**QUOTED PASSAGE**
....
Nisar takes finance director post | News

OTTUMWA — By trade, Waseem Nisar is a certified public accountant who’s worked with budgets close to a quarter-billion dollars per year that included a capital budget.

By trade — and at heart — he’s a teacher. In his view, both can be benefits in his new role.

Nisar was hired as the City of Ottumwa’s new finance director, ending a nine-month vacancy in one of the highest-profile posts in city government. Nisar began his duties Monday and still has some things to learn about local government finance, but he’s eager to delve in.

“Teacher might be a little heavy word in this context, but I like the words ‘coaching’ and ‘explaining,'” Nisar chuckled during an interview with The Courier Thursday. “I have done that part in all my life. I know a lot of people aren’t finance people, so I bring it down to their level and make sure they understand how important finance is.

“I think finance is probably the most important function of any entity,” he said. “If your finance is good, everybody will be happy.”

Nisar worked for a branch of the U.S. Department of Justice as a business manager for 21 years, while also dabbling as an adjunct lecturer at two different colleges in the Chicago area. He has degrees in both accounting and finance, and is a CPA.

“When I look at the position requirements, I think my background pretty much aligned with what I have done, wanted to do and continue to do,” he said. “My background is not particularly with city government, but I know pretty well what government accounting and finances look like.”

City administrator Philip Rath had taken on the finance director role on an interim basis after Kala Mulder’s resignation in February. Rath believes Nisar’s time as a teacher will come in handy when city staff and council begin meeting for budget discussions in the coming months.

“That was a benefit we weren’t expecting, but I’m hoping he’ll be able to take some financial terms, whether it’s talking about the budget or specific bonding, and be able to explain that to the public and the elected officials,” Rath said. “We have a very young staff in the finance department, so (he) can help them mature in their roles.”
....
**WHAT THE EXERCISE ASKS**
Reproduce the full news article about Waseem Nisar's hiring as Ottumwa finance director, word for word. Rely only on the news article about Nisar for what follows.
....
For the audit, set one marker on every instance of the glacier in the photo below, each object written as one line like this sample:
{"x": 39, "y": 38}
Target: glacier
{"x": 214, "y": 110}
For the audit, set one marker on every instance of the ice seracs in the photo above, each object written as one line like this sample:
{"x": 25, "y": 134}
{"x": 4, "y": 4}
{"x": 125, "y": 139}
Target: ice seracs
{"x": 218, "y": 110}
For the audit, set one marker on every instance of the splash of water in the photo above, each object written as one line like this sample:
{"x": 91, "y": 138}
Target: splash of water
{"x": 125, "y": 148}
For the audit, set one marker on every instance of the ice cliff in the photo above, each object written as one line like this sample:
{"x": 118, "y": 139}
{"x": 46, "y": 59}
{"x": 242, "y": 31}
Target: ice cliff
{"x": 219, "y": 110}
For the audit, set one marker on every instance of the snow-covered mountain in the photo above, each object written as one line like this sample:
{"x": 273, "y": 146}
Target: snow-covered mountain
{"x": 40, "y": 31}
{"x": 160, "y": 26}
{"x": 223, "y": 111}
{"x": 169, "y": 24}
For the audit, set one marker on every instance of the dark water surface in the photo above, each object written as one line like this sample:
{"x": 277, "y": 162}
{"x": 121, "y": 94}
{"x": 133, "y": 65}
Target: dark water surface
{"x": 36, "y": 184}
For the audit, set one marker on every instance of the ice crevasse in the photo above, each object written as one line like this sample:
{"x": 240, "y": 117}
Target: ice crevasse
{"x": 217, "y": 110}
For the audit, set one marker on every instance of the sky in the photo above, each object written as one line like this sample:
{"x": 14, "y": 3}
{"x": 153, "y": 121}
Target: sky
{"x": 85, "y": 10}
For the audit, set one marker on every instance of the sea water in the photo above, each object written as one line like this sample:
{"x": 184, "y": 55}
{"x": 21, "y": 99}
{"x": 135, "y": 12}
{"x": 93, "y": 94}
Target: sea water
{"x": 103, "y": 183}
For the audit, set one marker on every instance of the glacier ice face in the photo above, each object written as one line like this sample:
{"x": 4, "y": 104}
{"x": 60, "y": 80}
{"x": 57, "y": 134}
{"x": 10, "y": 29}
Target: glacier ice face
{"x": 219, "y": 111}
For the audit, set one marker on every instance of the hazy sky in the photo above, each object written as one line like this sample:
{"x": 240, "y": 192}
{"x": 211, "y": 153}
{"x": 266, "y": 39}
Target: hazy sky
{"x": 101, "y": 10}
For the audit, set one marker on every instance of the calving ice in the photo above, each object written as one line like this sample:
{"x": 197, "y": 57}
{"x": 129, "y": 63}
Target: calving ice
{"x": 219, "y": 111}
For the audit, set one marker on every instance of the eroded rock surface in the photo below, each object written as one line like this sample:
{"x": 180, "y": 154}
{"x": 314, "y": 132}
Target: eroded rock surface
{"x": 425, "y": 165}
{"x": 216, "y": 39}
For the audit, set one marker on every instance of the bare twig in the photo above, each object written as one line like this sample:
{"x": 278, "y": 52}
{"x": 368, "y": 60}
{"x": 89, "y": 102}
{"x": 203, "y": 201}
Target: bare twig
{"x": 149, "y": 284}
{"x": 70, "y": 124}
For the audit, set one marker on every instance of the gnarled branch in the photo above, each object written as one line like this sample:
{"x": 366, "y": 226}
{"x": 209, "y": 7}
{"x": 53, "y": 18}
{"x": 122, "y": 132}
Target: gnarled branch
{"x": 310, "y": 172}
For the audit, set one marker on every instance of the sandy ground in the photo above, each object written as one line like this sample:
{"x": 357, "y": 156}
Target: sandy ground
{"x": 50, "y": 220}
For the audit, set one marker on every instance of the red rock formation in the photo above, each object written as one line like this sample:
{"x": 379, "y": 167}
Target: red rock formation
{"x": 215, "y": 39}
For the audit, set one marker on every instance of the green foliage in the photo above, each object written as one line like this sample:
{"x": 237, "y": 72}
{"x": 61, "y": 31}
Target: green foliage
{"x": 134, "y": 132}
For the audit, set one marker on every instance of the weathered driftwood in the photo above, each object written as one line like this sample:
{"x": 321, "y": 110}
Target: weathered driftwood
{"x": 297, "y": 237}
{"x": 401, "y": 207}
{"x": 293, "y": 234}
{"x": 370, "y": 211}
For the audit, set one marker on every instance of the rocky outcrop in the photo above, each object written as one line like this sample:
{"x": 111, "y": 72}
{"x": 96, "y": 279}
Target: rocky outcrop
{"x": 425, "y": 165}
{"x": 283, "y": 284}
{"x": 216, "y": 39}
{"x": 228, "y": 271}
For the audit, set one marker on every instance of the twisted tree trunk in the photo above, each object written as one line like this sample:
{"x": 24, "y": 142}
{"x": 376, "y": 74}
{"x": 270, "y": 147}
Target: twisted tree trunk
....
**RESULT FOR THIS TASK**
Nisar takes finance director post | News

OTTUMWA — By trade, Waseem Nisar is a certified public accountant who’s worked with budgets close to a quarter-billion dollars per year that included a capital budget.

By trade — and at heart — he’s a teacher. In his view, both can be benefits in his new role.

Nisar was hired as the City of Ottumwa’s new finance director, ending a nine-month vacancy in one of the highest-profile posts in city government. Nisar began his duties Monday and still has some things to learn about local government finance, but he’s eager to delve in.

“Teacher might be a little heavy word in this context, but I like the words ‘coaching’ and ‘explaining,'” Nisar chuckled during an interview with The Courier Thursday. “I have done that part in all my life. I know a lot of people aren’t finance people, so I bring it down to their level and make sure they understand how important finance is.

“I think finance is probably the most important function of any entity,” he said. “If your finance is good, everybody will be happy.”

Nisar worked for a branch of the U.S. Department of Justice as a business manager for 21 years, while also dabbling as an adjunct lecturer at two different colleges in the Chicago area. He has degrees in both accounting and finance, and is a CPA.

“When I look at the position requirements, I think my background pretty much aligned with what I have done, wanted to do and continue to do,” he said. “My background is not particularly with city government, but I know pretty well what government accounting and finances look like.”

City administrator Philip Rath had taken on the finance director role on an interim basis after Kala Mulder’s resignation in February. Rath believes Nisar’s time as a teacher will come in handy when city staff and council begin meeting for budget discussions in the coming months.

“That was a benefit we weren’t expecting, but I’m hoping he’ll be able to take some financial terms, whether it’s talking about the budget or specific bonding, and be able to explain that to the public and the elected officials,” Rath said. “We have a very young staff in the finance department, so (he) can help them mature in their roles.”